### Отрывок
И на реплику «Я знаю сам, что виноват»:
«Большая пауза: что ты мне в душу лезешь – стыдно.
Но надо ПЕРЕЙТИ ЧЕРЕЗ ЭТО – ЭТО НУЖНО РУСИ».
И артист комментирует эту готовность Федора подставить щеку как христианский поступок: «Иисус Христос».
Но, будучи готов поступиться своей гордостью, не согласен жертвовать другими и недоумевает требованиям Бориса по доносам неизвестных осудить близких людей («Уж эти мне доносы! Я в первый раз Старкова имя слышу, а Шуйского звучит повсюду имя»):
«Как же Борис слушает ублюдков».
Появляется Шуйский, и, желая уличить злоязычие Клешнина, Федор просит князя дать слово, что тот на него не злоумышлял. Просьба Федора дать честное княжеское слово сопровождена пометой артиста: «Вот как вы живете, вот как мы живем. Вот где честность». Он опять же необидно и наглядно показывает Шуйскому «как надо» вести себя честным людям. Нам слова довольно друг для друга. Так и должно быть между своими:
«Сила веры. Восстановить ее».
После признания князя Ивана («Ты слышал правду – я на тебя стал мятежом!») царь:
«Не слышу. Повышенные ритмы.
Хочешь исповедь: я сам этого хочу. Скажу только тебе!
Все на себя беру я, на себя».
Опять же прозревает высокий дух Шуйского, высоту мотивов, которые толкнули его на измену, и готов защитить его ото всех, прикрыть собой.
Смоктуновский не раз подчеркивает высокий и сильный дух, который побеждает у его Федора телесную немощь. Но тут единственная помета в тетрадке, где артист меняет безличное третье лицо и обращается к своему герою напрямую на «ты»: «Своим поступком ты доказал, что так же высок ДУХОМ, КАК И РАНЕЕ».
Эта помета не только позволяет судить об отношении артиста к его герою, позволяет говорить также об особом взгляде артиста на события пьесы. Смоктуновский рассматривает их как череду искушений героя, искушений, которые Федору помогают преодолеть сила и высота духа, разум и чувство предвидения («философ, мыслитель, мистик, телепат»).

### Задания
1 - Определите, соответствуют ли отрывку о пометах Смоктуновского к роли Федора утверждения (а), (б) и (в). Ответьте «да» или «нет» и приведите решающие слова отрывка дословно.
(а) Во всех пометах тетрадки Смоктуновский обращается к своему герою на «ты».
(б) Федор готов поступиться своей гордостью, но не согласен жертвовать другими.
(в) По наблюдению Смоктуновского, дух Федора побеждает его телесную немощь.
2 - Продолжите отрывок о пометах Смоктуновского к роли Федора, начав сразу после его последнего предложения.

### Исходные данные
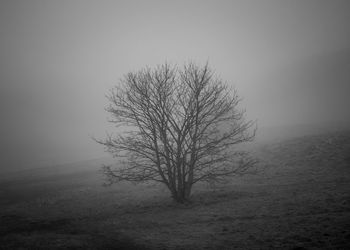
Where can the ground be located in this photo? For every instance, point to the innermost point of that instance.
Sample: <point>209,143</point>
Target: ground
<point>297,199</point>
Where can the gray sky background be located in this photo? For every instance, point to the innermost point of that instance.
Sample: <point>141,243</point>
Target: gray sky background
<point>289,60</point>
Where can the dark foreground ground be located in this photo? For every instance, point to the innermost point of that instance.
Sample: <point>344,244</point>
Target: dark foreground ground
<point>299,199</point>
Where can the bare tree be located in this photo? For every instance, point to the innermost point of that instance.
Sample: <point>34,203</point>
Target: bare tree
<point>179,127</point>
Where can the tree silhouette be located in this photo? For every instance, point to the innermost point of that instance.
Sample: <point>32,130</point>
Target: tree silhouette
<point>178,126</point>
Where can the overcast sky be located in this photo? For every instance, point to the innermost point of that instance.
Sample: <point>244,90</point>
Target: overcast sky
<point>289,60</point>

### Ответы
1 -
(а) Нет: «тут единственная помета в тетрадке, где артист меняет безличное третье лицо и обращается к своему герою напрямую на «ты»».
(б) Да: «будучи готов поступиться своей гордостью, не согласен жертвовать другими».
(в) Да: «Смоктуновский не раз подчеркивает высокий и сильный дух, который побеждает у его Федора телесную немощь».

2 -
Тем непоправимее и больнее крушение. Увидев подпись Шуйского на бумаге о расторжении брака и пострижении Ирины в монастырь, Федор подписывает приказ об аресте Шуйских. Для Федора здесь страшна даже не разлука с любимым и близким человеком, своей Иринушкой, – страшно предательство князя Ивана, которому он так верил:
«Страшный смысл: бьют по слабому. Несправедливость».
Князь Иван поступает несправедливо. Сейчас царь не пытается понять, что стоит за поступком Шуйского, не вглядывается в человеческую душу и сердце. Яростный порыв гнева сметает обычную чуткость, понимающую доброту. Подняв двумя руками над головой печать, царь с размаху опускает ее на приказ об аресте Шуйских, не давая себе времени опомниться. Первый раз царь поступает необдуманно, поддавшись темному и гневному порыву оскорбленного чувства. Он опускает печать как топор гильотины. Царь стоит с низко опущенной головой. Все кончено. Как зафиксировал эту сцену внимательный рецензент спектакля: «Смоктуновский отваживается физически наглядно сыграть тот страшный паралич, который сковал царя. Отказали ноги, под длинной белой рубахой они чужие, недвижимые, и несчастный царь растерянно старается руками хоть как-то стронуть их с места. Они странно вывернулись в разные стороны, будто у тряпичного паяца, и не слушаются».
Как обозначил Смоктуновский стиль игры:
«Я играю не ноты, но философию».
Иначе говоря, не слова автора, но все то огромное, человеческое, общее, что за словами.
В последней сцене «ПЛОЩАДЬ ПЕРЕД АРХАНГЕЛЬСКИМ СОБОРОМ» царь стоит на коленях перед собором и взывает к отцу («Ты царствовать умел! Наставь меня!»):
«Последний привет отцу доброму. Клятва на остатке веры».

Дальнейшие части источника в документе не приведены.